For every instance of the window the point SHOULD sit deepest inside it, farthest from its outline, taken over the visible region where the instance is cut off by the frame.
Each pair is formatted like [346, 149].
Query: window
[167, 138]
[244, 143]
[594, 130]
★ ★ ★ ★ ★ ★ ★
Reproduce the listing above, substituting "pane" for each occurrence of "window" and leaving everything else unchanged.

For every instance of the pane the point SHOULD sit deepest inside it, farthest from its outline, taken over the visible region where the instance is cut off by the frame.
Each pair is formatted like [346, 149].
Query: pane
[167, 138]
[244, 143]
[594, 130]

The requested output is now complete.